== AVAILABLE RECORDS
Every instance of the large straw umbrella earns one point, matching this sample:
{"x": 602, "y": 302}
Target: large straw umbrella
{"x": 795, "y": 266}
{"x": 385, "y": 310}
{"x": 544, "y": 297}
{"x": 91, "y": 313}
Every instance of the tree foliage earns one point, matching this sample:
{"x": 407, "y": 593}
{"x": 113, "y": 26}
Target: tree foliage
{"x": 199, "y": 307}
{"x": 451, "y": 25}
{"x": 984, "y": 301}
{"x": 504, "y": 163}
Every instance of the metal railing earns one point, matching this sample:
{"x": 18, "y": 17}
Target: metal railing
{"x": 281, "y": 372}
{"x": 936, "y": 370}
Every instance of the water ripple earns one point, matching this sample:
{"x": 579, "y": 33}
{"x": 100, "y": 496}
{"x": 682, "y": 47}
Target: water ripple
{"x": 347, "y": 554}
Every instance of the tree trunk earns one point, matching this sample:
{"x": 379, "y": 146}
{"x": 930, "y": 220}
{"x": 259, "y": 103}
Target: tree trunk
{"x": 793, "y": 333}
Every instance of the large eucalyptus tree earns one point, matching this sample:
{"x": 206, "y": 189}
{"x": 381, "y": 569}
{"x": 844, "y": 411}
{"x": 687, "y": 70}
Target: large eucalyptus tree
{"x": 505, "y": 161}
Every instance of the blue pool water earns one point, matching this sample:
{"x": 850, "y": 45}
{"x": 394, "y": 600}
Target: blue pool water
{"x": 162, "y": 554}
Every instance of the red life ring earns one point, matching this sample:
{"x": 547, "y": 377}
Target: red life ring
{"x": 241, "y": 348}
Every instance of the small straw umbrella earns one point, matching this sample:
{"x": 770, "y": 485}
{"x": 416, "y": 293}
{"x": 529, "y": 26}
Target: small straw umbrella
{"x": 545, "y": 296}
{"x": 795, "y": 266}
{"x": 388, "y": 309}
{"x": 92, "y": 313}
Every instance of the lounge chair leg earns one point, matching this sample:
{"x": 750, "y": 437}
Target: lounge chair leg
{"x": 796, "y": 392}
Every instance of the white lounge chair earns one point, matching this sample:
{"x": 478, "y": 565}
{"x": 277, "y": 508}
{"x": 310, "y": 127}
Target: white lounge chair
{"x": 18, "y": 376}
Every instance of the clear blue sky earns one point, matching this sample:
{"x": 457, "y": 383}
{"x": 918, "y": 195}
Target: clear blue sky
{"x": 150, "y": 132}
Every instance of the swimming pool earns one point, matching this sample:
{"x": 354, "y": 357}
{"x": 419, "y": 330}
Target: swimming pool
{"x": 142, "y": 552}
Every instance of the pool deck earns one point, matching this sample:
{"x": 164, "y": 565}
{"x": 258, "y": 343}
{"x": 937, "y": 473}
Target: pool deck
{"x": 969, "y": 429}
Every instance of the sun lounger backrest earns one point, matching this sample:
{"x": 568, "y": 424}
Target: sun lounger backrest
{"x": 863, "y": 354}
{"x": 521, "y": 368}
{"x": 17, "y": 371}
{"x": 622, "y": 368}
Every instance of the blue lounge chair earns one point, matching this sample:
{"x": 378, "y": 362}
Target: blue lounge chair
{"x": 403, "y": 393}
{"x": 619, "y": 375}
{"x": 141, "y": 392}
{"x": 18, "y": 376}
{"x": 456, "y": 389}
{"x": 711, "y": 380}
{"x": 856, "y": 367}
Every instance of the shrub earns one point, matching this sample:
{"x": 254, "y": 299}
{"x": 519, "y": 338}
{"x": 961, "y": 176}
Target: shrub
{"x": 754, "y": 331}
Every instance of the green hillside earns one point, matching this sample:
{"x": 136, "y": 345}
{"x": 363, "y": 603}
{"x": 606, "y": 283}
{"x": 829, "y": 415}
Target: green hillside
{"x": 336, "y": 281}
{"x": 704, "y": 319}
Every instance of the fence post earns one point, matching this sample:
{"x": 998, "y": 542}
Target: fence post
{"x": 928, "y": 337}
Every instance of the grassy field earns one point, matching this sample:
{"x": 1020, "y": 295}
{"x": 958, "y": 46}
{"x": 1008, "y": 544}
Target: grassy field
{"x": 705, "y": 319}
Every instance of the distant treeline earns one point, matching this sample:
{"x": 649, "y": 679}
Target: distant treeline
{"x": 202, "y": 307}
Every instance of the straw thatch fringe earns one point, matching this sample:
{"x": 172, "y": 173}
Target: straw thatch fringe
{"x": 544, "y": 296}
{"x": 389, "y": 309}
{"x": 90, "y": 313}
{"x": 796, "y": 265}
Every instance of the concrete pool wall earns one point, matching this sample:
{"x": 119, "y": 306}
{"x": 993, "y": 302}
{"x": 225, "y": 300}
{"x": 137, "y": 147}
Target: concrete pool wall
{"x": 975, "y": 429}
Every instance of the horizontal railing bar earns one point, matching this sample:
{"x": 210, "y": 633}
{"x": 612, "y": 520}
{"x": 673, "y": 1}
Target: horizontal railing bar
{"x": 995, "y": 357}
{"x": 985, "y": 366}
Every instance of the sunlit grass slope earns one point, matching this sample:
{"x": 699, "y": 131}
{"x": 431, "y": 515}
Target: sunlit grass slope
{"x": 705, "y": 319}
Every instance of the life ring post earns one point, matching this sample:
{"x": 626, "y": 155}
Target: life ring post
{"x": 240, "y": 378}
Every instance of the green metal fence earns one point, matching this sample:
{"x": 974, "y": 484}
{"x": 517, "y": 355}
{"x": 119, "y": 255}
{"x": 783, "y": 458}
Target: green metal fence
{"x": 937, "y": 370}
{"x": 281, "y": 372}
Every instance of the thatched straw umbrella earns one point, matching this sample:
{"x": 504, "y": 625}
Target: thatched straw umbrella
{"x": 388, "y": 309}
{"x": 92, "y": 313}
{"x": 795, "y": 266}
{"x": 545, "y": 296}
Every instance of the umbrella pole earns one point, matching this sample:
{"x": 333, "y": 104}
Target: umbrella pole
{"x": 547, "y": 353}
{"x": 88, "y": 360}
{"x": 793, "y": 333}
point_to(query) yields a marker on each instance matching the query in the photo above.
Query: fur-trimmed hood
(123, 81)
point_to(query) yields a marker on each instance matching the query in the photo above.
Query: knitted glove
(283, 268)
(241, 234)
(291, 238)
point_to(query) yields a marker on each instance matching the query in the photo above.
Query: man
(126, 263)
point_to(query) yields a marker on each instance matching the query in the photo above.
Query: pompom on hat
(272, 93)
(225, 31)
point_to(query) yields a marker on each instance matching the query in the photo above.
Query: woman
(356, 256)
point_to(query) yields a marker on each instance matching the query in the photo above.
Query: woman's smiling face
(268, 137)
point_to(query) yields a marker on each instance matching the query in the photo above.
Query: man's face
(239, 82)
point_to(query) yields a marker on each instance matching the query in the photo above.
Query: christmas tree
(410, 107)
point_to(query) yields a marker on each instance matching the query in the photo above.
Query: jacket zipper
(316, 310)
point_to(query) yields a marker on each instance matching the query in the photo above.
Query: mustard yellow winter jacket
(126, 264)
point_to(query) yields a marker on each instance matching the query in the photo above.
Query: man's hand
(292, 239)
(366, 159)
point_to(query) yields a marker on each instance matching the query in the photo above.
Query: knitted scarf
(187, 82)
====
### EXERCISE DESCRIPTION
Whole listing, every line: reproduce it exactly.

### ANSWER AREA
Every instance of the large straw umbrella earns one point, matching this sample:
{"x": 602, "y": 302}
Target: large straw umbrella
{"x": 795, "y": 266}
{"x": 385, "y": 310}
{"x": 544, "y": 297}
{"x": 91, "y": 313}
Every instance of the tree foliage earns one point, matching this sample:
{"x": 407, "y": 593}
{"x": 113, "y": 26}
Target: tree foliage
{"x": 199, "y": 307}
{"x": 451, "y": 25}
{"x": 984, "y": 301}
{"x": 504, "y": 163}
Every instance of the metal railing earns one point, matching this sample:
{"x": 18, "y": 17}
Target: metal railing
{"x": 281, "y": 372}
{"x": 936, "y": 370}
Every instance of the water ripple earns one point, matching this sample:
{"x": 579, "y": 33}
{"x": 100, "y": 496}
{"x": 682, "y": 47}
Target: water ripple
{"x": 347, "y": 554}
Every instance of the tree trunk earns one point, matching this sample:
{"x": 379, "y": 146}
{"x": 930, "y": 220}
{"x": 259, "y": 103}
Target: tree trunk
{"x": 793, "y": 333}
Every instance of the large eucalyptus tree earns one point, matching this sample:
{"x": 206, "y": 189}
{"x": 381, "y": 569}
{"x": 844, "y": 411}
{"x": 687, "y": 70}
Target: large eucalyptus tree
{"x": 505, "y": 161}
Every instance of the blue pool water earns one point, matching this sample:
{"x": 850, "y": 45}
{"x": 394, "y": 600}
Target: blue pool water
{"x": 162, "y": 554}
Every instance of the red life ring earns one point, matching this sample:
{"x": 547, "y": 377}
Target: red life ring
{"x": 241, "y": 348}
Every instance of the small straw umbrella earns one point, matching this sample:
{"x": 770, "y": 485}
{"x": 416, "y": 293}
{"x": 529, "y": 26}
Target: small straw umbrella
{"x": 545, "y": 296}
{"x": 795, "y": 266}
{"x": 388, "y": 309}
{"x": 92, "y": 313}
Every instance of the lounge chair leg earns one point, matching this sample:
{"x": 750, "y": 437}
Target: lounge chair leg
{"x": 796, "y": 392}
Every instance of the white lounge chair earns one point, matching this sample:
{"x": 478, "y": 565}
{"x": 277, "y": 508}
{"x": 310, "y": 127}
Target: white lounge chair
{"x": 18, "y": 376}
Every instance of the clear blue sky earns one point, matching this sample:
{"x": 457, "y": 383}
{"x": 918, "y": 195}
Target: clear blue sky
{"x": 150, "y": 132}
Every instance of the swimming pool earns one point, matching this sample:
{"x": 354, "y": 357}
{"x": 419, "y": 330}
Target: swimming pool
{"x": 142, "y": 552}
Every instance of the pool deck earns one point, matching this sample:
{"x": 164, "y": 565}
{"x": 258, "y": 343}
{"x": 937, "y": 473}
Target: pool deck
{"x": 969, "y": 429}
Every instance of the sun lounger backrest earns one point, matching this sample:
{"x": 568, "y": 424}
Target: sun lounger backrest
{"x": 863, "y": 354}
{"x": 521, "y": 368}
{"x": 17, "y": 371}
{"x": 622, "y": 368}
Every instance of the blue lounge chair earns one point, matching this sample:
{"x": 378, "y": 362}
Target: blue lounge chair
{"x": 403, "y": 393}
{"x": 619, "y": 375}
{"x": 141, "y": 392}
{"x": 18, "y": 376}
{"x": 456, "y": 389}
{"x": 711, "y": 380}
{"x": 856, "y": 367}
Every instance of the shrub earns one point, matching this sample:
{"x": 254, "y": 299}
{"x": 519, "y": 338}
{"x": 961, "y": 176}
Target: shrub
{"x": 754, "y": 331}
Every instance of the green hillside earns one point, matching this sample:
{"x": 136, "y": 345}
{"x": 363, "y": 603}
{"x": 606, "y": 283}
{"x": 829, "y": 415}
Target: green hillside
{"x": 336, "y": 281}
{"x": 704, "y": 319}
Every instance of the fence post earns one point, matching this sample:
{"x": 998, "y": 542}
Target: fence post
{"x": 928, "y": 337}
Every instance of the grassy field earns one point, matching this sample:
{"x": 1020, "y": 295}
{"x": 958, "y": 46}
{"x": 1008, "y": 544}
Target: grassy field
{"x": 705, "y": 319}
Every instance of the distant treeline earns one point, matching this sample:
{"x": 649, "y": 679}
Target: distant treeline
{"x": 202, "y": 307}
Every instance of the straw thatch fringe earns one point, matching this sample:
{"x": 172, "y": 173}
Target: straw thatch fringe
{"x": 544, "y": 296}
{"x": 389, "y": 309}
{"x": 90, "y": 313}
{"x": 796, "y": 265}
Every instance of the concrete pool wall earns one point, matching this sample:
{"x": 119, "y": 306}
{"x": 993, "y": 302}
{"x": 225, "y": 300}
{"x": 137, "y": 147}
Target: concrete pool wall
{"x": 975, "y": 429}
Every instance of the horizontal railing bar earns one point, matching this sample:
{"x": 210, "y": 633}
{"x": 612, "y": 520}
{"x": 673, "y": 1}
Target: horizontal railing bar
{"x": 995, "y": 357}
{"x": 985, "y": 366}
Every instance of the sunlit grass slope earns one point, matching this sample:
{"x": 699, "y": 131}
{"x": 431, "y": 515}
Target: sunlit grass slope
{"x": 705, "y": 319}
Every instance of the life ring post earns one point, matching this sample:
{"x": 626, "y": 155}
Target: life ring post
{"x": 240, "y": 378}
Every instance of the green metal fence earns one point, matching this sample:
{"x": 974, "y": 484}
{"x": 517, "y": 355}
{"x": 119, "y": 255}
{"x": 783, "y": 458}
Target: green metal fence
{"x": 937, "y": 370}
{"x": 281, "y": 372}
Every instance of the thatched straw umbrella earns one point, matching this sample:
{"x": 504, "y": 625}
Target: thatched straw umbrella
{"x": 388, "y": 309}
{"x": 92, "y": 313}
{"x": 795, "y": 266}
{"x": 545, "y": 296}
Every instance of the umbrella pole earns one point, matching this sample:
{"x": 333, "y": 104}
Target: umbrella pole
{"x": 547, "y": 353}
{"x": 88, "y": 360}
{"x": 793, "y": 333}
point_to(query) yields a marker on each instance matching the query in the photo above.
Query: fur-trimmed hood
(123, 81)
point_to(query) yields a marker on each instance matching the query in the photo above.
Query: knitted glove
(283, 268)
(241, 234)
(291, 238)
point_to(query) yields a marker on each instance matching the query in the photo above.
Query: man
(126, 263)
point_to(query) yields a marker on each instance matching the query in the photo above.
Query: pompom on hat
(272, 93)
(225, 31)
point_to(query) yields a marker on each instance matching the query in the photo above.
Query: woman
(356, 256)
point_to(query) yields a marker on each instance matching the query in the photo above.
Query: woman's smiling face
(268, 137)
point_to(query) yields a marker on each instance matching the query in the photo above.
Query: man's face
(239, 82)
point_to(query) yields a marker on each instance matching the query in the photo above.
Query: christmas tree
(410, 107)
point_to(query) yields a marker on each instance matching the query in the photo above.
Query: jacket zipper
(316, 310)
point_to(query) yields a marker on each instance matching the query in the photo above.
Query: mustard yellow winter jacket
(126, 264)
point_to(query) yields a marker on each instance matching the query in the photo above.
Query: man's hand
(292, 239)
(366, 159)
point_to(query) yields a marker on each instance matching the query in the photo above.
Query: knitted scarf
(187, 82)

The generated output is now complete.